Maar daarmee was de kous niet af. De examencommissie kwam met een nieuwe uitspraak, waartegen de student in beroep ging. Ook een bemiddelingsgesprek vlak voor de kerstvakantie tussen de student en de examencommissie leidde niet tot een oplossing. Op 29 februari oordeelde het CBE dat de examencommissie in het gelijk stond en verklaarde het beroep van de student ongegrond.
Tochahi sprak echter van een ‘dubbele veroordeling’ en vond het besluit van de examencommissie ‘disproportioneel’. Hij diende een beroepsschrift in bij de Raad van State – voorheen het College van Beroep voor het Hoger Onderwijs.

- _Opdrachten_
1. Zet de alinea die begint met "Maar daarmee was de kous niet af" uit de tekst over het beroep om in een korte lijst. Houd de belangrijkste feiten erin.
2. Bewerk de tekst over het beroep. Schrijf het stuk vanaf "Maar daarmee was" tot en met "de student ongegrond." opnieuw uit en vervang daarin "kerstvakantie" door "zomervakantie".

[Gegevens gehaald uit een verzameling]
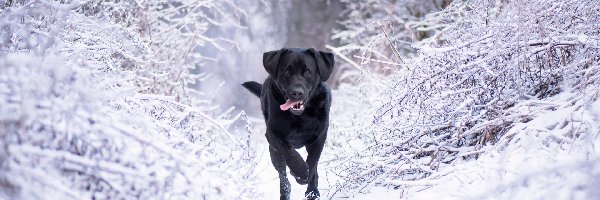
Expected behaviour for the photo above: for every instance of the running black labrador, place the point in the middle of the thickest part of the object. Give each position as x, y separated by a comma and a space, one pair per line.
295, 101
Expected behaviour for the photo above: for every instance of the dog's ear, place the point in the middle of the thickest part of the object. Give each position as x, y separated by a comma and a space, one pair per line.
325, 62
271, 59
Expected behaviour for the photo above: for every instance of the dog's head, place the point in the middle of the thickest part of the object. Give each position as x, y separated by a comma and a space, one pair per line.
297, 73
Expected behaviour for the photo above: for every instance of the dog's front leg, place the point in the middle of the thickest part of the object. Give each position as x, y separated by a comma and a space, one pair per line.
279, 163
298, 168
314, 153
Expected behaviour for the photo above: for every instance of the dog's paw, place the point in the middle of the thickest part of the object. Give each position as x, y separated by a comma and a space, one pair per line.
312, 195
302, 180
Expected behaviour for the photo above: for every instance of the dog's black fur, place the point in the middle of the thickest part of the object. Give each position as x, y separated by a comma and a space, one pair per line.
295, 75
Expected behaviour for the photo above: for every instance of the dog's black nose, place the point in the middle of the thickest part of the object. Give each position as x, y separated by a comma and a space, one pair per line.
296, 93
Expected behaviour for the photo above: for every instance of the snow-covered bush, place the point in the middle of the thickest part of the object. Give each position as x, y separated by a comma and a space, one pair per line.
378, 33
495, 66
96, 104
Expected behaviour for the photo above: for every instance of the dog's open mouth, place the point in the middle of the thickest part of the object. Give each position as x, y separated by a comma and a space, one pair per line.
291, 104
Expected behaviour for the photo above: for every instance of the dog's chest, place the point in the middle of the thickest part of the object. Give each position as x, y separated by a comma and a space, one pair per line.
303, 132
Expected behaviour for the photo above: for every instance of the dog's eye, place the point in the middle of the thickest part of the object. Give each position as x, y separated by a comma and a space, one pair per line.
307, 72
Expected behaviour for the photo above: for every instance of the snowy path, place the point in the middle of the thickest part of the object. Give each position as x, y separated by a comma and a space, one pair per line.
268, 182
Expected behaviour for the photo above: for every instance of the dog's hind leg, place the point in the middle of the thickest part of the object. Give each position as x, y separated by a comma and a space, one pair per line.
279, 163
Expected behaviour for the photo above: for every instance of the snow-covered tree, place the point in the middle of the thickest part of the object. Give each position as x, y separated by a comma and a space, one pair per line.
96, 103
493, 67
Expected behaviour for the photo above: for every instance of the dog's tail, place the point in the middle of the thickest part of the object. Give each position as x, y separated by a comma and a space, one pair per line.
253, 87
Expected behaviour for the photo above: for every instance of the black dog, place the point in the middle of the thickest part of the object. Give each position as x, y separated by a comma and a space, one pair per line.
295, 102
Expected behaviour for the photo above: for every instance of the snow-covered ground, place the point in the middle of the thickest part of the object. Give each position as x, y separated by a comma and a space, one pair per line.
491, 100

- _Volledige uitwerkingen_
1.
- De examencommissie deed een nieuwe uitspraak, en de student ging daartegen in beroep.
- Een bemiddelingsgesprek tussen de student en de examencommissie, vlak voor de kerstvakantie, leverde geen oplossing op.
- Op 29 februari gaf het CBE de examencommissie gelijk en verklaarde het beroep van de student ongegrond.

2.
Maar daarmee was de kous niet af. De examencommissie kwam met een nieuwe uitspraak, waartegen de student in beroep ging. Ook een bemiddelingsgesprek vlak voor de zomervakantie tussen de student en de examencommissie leidde niet tot een oplossing. Op 29 februari oordeelde het CBE dat de examencommissie in het gelijk stond en verklaarde het beroep van de student ongegrond.